### Set exercise 1
Could you condense the paragraph beginning "The Elasticsearch bulk API accepts" in the Elasticsearch notes below into a short list that keeps its main facts?

·····

The cardinality aggregation uses the HyperLogLog++ algorithm to count distinct values approximately — it is much more memory-efficient than exact counting, with error rates below 5% at default precision. The precision_threshold option (default 3000) trades memory for accuracy. For nested aggregations inside a nested type field, you must first use a nested aggregation to enter the nested context before running sub-aggregations on nested fields. Running a terms aggregation directly on a nested field without the nested wrapper will return incorrect results.

Bulk API NDJSON Format

The Elasticsearch bulk API accepts NDJSON (Newline Delimited JSON) in the request body — each operation is two consecutive lines: the action metadata JSON object followed by the document JSON object. The endpoint is POST /_bulk (for cross-index operations) or POST /index/_bulk (scoped to one index). The Content-Type must be application/x-ndjson. The body must end with a trailing newline. Optimal batch size is 5-15 MB per request or approximately 1,000 documents, whichever comes first.

·····

### Set exercise 2
Would you return, unchanged, the lines of the entries below that begin at the line containing "Would you mind marking the shoulder" and stop after the last line of the entries?

### Rows
·····

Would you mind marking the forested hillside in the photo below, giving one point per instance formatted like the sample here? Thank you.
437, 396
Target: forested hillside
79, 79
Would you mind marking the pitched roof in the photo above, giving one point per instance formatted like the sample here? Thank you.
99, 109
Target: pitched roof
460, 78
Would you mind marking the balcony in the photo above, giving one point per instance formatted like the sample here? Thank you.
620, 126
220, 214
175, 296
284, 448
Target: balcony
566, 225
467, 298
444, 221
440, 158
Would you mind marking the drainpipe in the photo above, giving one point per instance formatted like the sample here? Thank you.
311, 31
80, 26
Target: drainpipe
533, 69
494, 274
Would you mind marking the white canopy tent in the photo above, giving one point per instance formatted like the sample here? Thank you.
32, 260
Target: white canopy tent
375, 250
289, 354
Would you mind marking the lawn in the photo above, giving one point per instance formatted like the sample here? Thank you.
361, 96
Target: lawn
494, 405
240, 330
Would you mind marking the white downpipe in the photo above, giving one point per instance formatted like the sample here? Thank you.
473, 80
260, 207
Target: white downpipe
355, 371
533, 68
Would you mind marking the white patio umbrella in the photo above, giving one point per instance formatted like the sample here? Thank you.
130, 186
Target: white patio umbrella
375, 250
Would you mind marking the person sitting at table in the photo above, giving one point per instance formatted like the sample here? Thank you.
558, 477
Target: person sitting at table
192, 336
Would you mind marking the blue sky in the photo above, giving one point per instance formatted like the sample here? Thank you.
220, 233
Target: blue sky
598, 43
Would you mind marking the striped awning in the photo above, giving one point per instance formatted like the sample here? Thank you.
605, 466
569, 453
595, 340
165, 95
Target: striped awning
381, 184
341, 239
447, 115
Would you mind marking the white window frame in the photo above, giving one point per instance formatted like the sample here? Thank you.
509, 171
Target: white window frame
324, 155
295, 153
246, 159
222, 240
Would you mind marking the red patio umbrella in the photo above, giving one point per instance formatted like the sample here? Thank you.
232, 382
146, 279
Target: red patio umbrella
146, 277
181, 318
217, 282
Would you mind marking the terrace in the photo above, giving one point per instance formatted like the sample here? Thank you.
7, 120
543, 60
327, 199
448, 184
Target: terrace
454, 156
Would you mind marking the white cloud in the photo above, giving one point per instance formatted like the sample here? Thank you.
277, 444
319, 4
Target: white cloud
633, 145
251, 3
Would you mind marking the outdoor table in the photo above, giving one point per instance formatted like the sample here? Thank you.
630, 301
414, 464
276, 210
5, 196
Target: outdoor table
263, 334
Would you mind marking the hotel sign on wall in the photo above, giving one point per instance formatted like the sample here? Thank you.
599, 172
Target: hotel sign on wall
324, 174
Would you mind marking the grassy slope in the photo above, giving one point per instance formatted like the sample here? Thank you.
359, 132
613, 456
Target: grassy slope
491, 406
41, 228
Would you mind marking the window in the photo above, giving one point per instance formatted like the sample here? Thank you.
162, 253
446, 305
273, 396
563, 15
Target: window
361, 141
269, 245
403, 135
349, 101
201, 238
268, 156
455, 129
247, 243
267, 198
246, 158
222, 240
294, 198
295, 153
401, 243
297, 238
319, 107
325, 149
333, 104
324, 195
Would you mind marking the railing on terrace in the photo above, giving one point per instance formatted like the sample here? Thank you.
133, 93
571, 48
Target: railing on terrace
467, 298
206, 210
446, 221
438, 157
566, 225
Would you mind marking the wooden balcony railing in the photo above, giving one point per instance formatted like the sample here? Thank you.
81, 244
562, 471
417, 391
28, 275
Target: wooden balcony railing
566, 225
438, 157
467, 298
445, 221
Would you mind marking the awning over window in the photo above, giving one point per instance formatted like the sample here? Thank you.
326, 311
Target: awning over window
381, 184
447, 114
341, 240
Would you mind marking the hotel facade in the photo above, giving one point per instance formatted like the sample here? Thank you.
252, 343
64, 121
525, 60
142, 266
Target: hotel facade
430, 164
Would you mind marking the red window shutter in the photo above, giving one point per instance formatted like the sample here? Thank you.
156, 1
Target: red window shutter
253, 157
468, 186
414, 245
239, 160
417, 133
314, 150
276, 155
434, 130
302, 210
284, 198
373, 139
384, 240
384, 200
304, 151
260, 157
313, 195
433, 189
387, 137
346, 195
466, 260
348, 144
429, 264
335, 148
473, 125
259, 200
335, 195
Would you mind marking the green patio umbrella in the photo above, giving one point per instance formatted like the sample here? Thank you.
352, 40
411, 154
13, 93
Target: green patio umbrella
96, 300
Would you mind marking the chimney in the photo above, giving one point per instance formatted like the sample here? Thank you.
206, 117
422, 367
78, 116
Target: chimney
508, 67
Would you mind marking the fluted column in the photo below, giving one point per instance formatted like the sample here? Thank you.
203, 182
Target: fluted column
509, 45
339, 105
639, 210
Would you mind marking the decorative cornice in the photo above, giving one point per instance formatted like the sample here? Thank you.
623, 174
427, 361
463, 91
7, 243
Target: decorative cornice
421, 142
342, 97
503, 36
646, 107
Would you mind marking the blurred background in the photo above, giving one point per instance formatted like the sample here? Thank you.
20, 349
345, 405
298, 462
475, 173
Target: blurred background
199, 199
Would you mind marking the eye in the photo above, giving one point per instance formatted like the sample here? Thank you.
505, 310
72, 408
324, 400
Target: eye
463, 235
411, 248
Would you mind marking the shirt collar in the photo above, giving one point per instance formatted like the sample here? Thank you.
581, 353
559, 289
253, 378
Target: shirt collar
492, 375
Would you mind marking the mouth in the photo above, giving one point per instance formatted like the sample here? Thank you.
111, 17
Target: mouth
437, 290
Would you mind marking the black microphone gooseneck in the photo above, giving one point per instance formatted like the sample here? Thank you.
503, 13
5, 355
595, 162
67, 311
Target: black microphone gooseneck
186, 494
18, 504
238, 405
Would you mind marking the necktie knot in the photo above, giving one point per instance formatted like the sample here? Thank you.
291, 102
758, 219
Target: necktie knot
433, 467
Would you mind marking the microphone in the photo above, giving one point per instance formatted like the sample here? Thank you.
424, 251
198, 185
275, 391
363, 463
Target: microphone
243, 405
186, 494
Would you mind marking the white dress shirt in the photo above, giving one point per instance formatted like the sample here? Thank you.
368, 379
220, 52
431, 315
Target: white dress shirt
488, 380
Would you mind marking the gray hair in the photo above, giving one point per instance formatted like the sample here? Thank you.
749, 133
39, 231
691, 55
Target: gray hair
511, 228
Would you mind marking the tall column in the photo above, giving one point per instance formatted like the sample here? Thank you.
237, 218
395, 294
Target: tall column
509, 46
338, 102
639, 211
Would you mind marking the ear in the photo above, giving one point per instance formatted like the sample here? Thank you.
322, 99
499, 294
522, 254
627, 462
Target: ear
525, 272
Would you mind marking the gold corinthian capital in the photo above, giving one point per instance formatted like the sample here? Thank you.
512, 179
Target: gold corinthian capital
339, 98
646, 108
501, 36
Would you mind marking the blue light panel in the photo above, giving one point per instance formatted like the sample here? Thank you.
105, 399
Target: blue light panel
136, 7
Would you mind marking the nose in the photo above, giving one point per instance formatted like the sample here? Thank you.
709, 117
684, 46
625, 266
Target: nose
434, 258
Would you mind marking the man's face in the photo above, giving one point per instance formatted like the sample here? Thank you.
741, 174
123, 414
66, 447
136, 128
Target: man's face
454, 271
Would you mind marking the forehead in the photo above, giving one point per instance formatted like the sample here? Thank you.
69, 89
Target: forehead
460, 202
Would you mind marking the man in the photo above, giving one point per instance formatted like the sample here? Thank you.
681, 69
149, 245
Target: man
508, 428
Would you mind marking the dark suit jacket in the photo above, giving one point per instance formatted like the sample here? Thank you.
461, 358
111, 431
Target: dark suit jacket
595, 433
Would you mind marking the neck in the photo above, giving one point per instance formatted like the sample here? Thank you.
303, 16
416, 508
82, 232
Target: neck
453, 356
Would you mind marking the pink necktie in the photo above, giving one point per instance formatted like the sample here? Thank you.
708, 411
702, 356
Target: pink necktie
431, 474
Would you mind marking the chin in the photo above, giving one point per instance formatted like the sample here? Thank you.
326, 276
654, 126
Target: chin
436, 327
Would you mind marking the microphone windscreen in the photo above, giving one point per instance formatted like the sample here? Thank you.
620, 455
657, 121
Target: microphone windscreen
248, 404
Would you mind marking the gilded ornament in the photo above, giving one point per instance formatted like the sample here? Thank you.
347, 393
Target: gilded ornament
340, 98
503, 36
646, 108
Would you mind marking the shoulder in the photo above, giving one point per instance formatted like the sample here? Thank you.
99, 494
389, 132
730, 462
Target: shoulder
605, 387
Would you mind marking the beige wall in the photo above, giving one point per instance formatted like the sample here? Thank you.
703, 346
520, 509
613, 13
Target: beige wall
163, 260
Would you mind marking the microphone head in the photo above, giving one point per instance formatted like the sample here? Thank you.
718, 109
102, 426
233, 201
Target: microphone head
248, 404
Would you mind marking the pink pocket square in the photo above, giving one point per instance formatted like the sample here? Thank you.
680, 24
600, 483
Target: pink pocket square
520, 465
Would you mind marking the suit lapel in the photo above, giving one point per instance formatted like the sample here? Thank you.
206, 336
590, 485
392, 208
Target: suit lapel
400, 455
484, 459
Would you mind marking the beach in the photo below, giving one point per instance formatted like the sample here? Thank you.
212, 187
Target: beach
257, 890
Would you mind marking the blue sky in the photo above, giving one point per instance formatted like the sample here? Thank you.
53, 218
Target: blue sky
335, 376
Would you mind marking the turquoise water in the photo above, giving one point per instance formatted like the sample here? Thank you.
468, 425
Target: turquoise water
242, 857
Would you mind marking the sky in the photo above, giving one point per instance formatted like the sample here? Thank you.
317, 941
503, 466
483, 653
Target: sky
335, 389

·····

### Complete output 1
- The request body uses NDJSON (Newline Delimited JSON). Each operation takes two consecutive lines: an action metadata JSON object, then the document JSON object.
- The endpoint is POST /_bulk for cross-index operations or POST /index/_bulk for a single index.
- The Content-Type must be application/x-ndjson.
- The body must end with a trailing newline.
- The optimal batch is 5-15 MB per request or about 1,000 documents, whichever comes first.

### Complete output 2
Would you mind marking the shoulder in the photo above, giving one point per instance formatted like the sample here? Thank you.
99, 494
389, 132
730, 462
Target: shoulder
605, 387
Would you mind marking the beige wall in the photo above, giving one point per instance formatted like the sample here? Thank you.
703, 346
520, 509
613, 13
Target: beige wall
163, 260
Would you mind marking the microphone head in the photo above, giving one point per instance formatted like the sample here? Thank you.
718, 109
102, 426
233, 201
Target: microphone head
248, 404
Would you mind marking the pink pocket square in the photo above, giving one point per instance formatted like the sample here? Thank you.
680, 24
600, 483
Target: pink pocket square
520, 465
Would you mind marking the suit lapel in the photo above, giving one point per instance formatted like the sample here? Thank you.
206, 336
590, 485
392, 208
Target: suit lapel
400, 455
484, 459
Would you mind marking the beach in the photo below, giving one point per instance formatted like the sample here? Thank you.
212, 187
Target: beach
257, 890
Would you mind marking the blue sky in the photo above, giving one point per instance formatted like the sample here? Thank you.
53, 218
Target: blue sky
335, 376
Would you mind marking the turquoise water in the photo above, giving one point per instance formatted like the sample here? Thank you.
468, 425
Target: turquoise water
242, 857
Would you mind marking the sky in the photo above, giving one point per instance formatted like the sample here? Thank you.
317, 941
503, 466
483, 653
Target: sky
335, 389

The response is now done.